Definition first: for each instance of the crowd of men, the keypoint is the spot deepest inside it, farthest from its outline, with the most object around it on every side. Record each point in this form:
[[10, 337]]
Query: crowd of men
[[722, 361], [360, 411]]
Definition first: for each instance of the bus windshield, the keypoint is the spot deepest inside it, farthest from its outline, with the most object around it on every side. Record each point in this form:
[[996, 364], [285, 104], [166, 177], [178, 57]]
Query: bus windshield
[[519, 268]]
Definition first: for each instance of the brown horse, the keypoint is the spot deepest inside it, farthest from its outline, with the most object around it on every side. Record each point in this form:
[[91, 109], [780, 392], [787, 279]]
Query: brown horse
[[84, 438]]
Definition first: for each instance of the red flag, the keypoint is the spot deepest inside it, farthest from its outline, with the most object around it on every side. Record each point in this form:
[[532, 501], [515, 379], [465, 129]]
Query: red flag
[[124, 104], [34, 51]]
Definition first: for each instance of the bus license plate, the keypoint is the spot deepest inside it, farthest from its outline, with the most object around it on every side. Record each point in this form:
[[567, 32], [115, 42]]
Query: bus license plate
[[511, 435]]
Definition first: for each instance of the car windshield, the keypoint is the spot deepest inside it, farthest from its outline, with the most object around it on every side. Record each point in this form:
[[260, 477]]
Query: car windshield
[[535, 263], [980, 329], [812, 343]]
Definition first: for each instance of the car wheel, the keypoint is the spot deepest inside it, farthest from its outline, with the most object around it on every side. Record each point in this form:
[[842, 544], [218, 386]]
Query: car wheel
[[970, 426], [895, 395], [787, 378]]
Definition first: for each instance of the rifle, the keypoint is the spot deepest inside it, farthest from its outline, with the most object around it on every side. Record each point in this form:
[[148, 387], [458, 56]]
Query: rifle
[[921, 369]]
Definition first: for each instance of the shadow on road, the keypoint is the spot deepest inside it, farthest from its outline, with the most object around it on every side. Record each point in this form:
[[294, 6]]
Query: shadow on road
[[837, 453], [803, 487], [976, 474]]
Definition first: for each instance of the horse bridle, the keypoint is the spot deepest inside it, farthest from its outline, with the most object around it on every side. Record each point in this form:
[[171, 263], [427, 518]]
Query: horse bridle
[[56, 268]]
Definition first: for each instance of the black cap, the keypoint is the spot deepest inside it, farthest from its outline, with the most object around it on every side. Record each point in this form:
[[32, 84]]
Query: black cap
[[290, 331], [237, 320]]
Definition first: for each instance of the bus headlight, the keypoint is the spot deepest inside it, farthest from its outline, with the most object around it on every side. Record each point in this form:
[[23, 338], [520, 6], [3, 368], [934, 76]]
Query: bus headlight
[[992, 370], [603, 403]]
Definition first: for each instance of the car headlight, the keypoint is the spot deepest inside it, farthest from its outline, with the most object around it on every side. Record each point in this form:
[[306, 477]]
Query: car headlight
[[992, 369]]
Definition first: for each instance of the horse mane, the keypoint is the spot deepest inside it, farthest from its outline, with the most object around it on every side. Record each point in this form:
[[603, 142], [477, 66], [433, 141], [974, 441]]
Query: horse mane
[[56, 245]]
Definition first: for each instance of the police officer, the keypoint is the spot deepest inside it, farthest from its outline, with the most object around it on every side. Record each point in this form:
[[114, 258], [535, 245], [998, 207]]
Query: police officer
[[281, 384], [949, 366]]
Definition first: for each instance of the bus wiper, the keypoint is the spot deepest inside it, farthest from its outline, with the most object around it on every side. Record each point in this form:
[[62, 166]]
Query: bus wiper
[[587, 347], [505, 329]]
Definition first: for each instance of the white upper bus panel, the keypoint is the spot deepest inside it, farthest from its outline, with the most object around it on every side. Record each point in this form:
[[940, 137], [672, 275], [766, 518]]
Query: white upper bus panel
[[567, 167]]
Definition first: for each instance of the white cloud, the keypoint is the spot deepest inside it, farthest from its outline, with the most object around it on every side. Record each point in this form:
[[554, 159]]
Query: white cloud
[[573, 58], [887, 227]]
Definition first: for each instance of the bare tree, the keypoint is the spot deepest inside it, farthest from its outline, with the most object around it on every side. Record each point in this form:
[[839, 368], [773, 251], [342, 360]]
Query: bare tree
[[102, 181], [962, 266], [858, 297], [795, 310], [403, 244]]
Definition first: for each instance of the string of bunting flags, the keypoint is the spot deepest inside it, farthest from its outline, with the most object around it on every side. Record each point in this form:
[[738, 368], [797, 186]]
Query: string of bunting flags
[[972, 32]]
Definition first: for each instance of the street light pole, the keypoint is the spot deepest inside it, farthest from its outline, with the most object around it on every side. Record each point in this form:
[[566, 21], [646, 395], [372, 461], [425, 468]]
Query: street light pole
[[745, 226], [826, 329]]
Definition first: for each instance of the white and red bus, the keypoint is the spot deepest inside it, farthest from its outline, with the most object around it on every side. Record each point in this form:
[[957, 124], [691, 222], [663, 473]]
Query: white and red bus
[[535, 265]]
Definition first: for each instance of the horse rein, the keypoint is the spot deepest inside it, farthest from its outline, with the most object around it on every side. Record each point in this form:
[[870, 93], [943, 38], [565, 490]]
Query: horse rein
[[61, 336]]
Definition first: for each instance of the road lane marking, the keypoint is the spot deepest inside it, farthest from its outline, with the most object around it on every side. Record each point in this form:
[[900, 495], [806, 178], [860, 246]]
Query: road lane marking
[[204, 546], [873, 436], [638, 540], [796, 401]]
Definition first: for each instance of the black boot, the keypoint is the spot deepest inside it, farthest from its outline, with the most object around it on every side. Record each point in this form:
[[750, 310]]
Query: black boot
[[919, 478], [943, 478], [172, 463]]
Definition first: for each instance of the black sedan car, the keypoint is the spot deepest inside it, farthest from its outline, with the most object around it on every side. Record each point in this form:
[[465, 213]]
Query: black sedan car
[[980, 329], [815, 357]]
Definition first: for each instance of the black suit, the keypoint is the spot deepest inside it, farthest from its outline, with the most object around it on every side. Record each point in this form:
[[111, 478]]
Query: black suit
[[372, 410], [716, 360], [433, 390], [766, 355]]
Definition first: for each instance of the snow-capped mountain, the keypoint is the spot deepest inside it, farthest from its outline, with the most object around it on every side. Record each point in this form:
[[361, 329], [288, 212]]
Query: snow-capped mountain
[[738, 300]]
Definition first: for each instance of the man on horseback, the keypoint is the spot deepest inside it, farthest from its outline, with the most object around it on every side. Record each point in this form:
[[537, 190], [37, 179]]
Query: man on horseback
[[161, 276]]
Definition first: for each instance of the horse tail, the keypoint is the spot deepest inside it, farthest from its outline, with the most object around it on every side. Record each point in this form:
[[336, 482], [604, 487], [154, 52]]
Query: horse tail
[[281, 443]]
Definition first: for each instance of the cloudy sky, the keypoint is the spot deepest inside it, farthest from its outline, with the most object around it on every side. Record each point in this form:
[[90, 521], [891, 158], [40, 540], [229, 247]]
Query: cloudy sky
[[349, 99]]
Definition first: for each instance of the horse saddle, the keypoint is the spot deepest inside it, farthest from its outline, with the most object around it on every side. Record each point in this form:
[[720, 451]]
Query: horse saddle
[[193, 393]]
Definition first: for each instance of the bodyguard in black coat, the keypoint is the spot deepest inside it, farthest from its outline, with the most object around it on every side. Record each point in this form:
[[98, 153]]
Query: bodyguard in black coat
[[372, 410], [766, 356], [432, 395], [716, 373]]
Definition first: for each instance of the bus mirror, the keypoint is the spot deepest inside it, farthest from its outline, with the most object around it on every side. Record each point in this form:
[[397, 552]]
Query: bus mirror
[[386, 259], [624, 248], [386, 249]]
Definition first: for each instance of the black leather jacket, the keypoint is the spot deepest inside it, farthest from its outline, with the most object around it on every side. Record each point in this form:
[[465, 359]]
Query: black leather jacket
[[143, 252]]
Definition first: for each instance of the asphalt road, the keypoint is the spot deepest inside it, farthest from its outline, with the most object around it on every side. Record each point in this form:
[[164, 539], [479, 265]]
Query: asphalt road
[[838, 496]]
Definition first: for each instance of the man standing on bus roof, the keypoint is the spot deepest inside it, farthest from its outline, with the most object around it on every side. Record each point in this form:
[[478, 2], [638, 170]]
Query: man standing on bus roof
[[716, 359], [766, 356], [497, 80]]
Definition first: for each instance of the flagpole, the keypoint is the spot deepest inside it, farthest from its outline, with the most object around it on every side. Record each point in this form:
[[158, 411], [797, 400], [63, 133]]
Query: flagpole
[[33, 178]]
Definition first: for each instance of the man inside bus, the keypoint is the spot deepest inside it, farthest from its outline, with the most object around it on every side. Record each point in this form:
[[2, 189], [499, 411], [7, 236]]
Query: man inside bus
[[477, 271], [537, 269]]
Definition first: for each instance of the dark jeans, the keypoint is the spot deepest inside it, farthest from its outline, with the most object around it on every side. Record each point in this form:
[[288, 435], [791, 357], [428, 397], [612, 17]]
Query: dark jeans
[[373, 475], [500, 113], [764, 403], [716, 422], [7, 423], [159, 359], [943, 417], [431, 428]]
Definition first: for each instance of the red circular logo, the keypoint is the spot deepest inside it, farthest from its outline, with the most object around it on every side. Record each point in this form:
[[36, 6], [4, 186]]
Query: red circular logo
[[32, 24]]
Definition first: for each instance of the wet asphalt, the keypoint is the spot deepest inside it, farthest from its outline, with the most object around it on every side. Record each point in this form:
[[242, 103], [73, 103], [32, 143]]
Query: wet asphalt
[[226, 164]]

**题目要求**. 从含有“Definition first: for each instance of the wet”的那一行开始，一直到数据末尾，将这些行全部重新写出。其中，答案里的每个坐标数值都加上13，其余各行的数字保持不变。

**本题解答**.
Definition first: for each instance of the wet asphalt, the keypoint is the spot deepest inside it, farthest from its outline, with the most object around it on every side. Record each point in this form:
[[242, 103], [73, 103], [32, 143]]
Query: wet asphalt
[[239, 177]]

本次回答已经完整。